-------- Material for this task --------

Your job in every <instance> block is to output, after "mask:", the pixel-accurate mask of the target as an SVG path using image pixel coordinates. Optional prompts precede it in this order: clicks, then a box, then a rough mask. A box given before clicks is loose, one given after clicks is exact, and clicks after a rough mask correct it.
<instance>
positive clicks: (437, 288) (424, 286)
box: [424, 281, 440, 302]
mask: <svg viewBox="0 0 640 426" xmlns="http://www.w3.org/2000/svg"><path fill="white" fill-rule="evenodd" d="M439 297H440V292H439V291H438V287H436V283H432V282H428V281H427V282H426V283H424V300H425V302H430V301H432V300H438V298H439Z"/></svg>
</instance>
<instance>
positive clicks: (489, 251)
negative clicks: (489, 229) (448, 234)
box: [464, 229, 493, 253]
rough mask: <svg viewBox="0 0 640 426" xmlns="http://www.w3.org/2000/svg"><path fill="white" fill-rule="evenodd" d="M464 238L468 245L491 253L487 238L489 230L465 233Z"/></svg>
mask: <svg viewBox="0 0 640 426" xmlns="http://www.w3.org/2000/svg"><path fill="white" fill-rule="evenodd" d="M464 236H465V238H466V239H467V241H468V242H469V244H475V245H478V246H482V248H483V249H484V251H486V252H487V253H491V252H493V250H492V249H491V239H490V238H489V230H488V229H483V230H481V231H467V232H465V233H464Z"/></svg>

--------

> [What is required]
Return all of the entries exactly as written.

> [Output for this exercise]
Your job in every <instance> block is to output, after "mask:", the pixel-accurate mask of the target as an SVG path using image pixel coordinates. Optional prompts precede it in this order: clicks, then a box, then a rough mask. A box given before clicks is loose, one given after clicks is exact, and clicks after a rough mask correct it.
<instance>
positive clicks: (437, 288) (424, 286)
box: [424, 281, 440, 302]
mask: <svg viewBox="0 0 640 426" xmlns="http://www.w3.org/2000/svg"><path fill="white" fill-rule="evenodd" d="M439 297H440V292H439V291H438V287H436V283H432V282H428V281H427V282H426V283H424V300H425V302H430V301H432V300H438V298H439Z"/></svg>
</instance>
<instance>
positive clicks: (489, 251)
negative clicks: (489, 229) (448, 234)
box: [464, 229, 493, 253]
rough mask: <svg viewBox="0 0 640 426" xmlns="http://www.w3.org/2000/svg"><path fill="white" fill-rule="evenodd" d="M464 238L468 245L491 253L487 238L489 230L465 233Z"/></svg>
mask: <svg viewBox="0 0 640 426" xmlns="http://www.w3.org/2000/svg"><path fill="white" fill-rule="evenodd" d="M464 236H465V238H466V239H467V241H468V242H469V244H475V245H478V246H482V248H483V249H484V251H486V252H487V253H491V252H493V250H492V249H491V239H490V238H489V230H488V229H483V230H481V231H467V232H465V233H464Z"/></svg>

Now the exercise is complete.